§ Exercise description
Where a line in the records below includes "blue", pull that line out.

####################

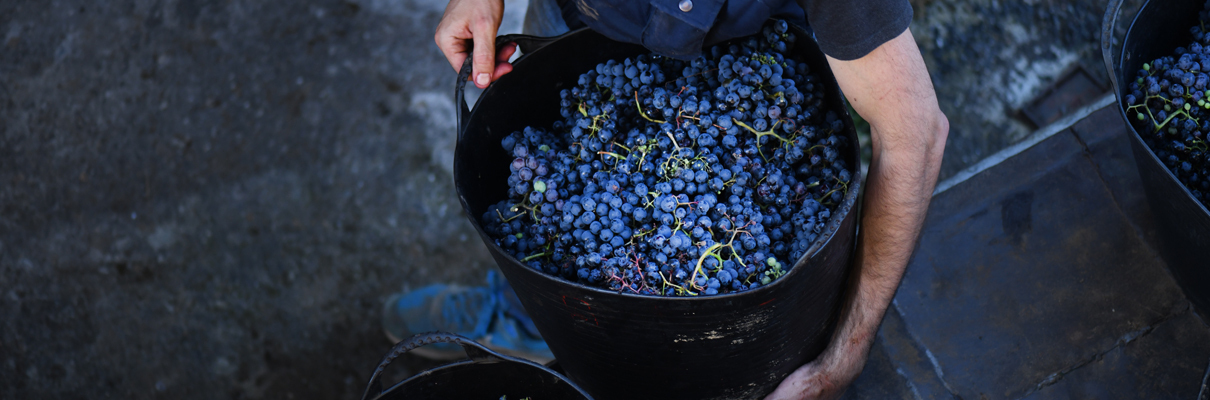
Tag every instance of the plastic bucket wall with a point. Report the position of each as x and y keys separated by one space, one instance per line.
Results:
x=618 y=346
x=1183 y=224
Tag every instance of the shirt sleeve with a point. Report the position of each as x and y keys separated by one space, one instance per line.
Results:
x=850 y=29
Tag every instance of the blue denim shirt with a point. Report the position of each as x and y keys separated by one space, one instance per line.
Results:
x=845 y=29
x=667 y=28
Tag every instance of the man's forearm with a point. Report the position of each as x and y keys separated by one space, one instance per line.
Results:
x=908 y=133
x=897 y=195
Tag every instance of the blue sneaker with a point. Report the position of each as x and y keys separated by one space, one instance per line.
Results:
x=490 y=314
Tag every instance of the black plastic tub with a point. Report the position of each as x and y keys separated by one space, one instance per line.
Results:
x=485 y=375
x=1183 y=222
x=621 y=346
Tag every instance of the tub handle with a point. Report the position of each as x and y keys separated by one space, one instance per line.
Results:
x=1108 y=24
x=473 y=349
x=528 y=42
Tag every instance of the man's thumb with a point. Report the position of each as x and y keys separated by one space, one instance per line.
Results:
x=484 y=56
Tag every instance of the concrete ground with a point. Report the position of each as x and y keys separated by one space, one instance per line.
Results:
x=211 y=200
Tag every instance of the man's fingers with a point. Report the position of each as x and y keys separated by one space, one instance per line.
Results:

####################

§ Completed exercise
Tag every instance of the blue denim shirt with a point. Report the position of each as x and y keys separated by one space, one instance per line.
Tag every instance of the blue sneaker with a point. Report the position of each as x and y keys separated by one space, one instance per line.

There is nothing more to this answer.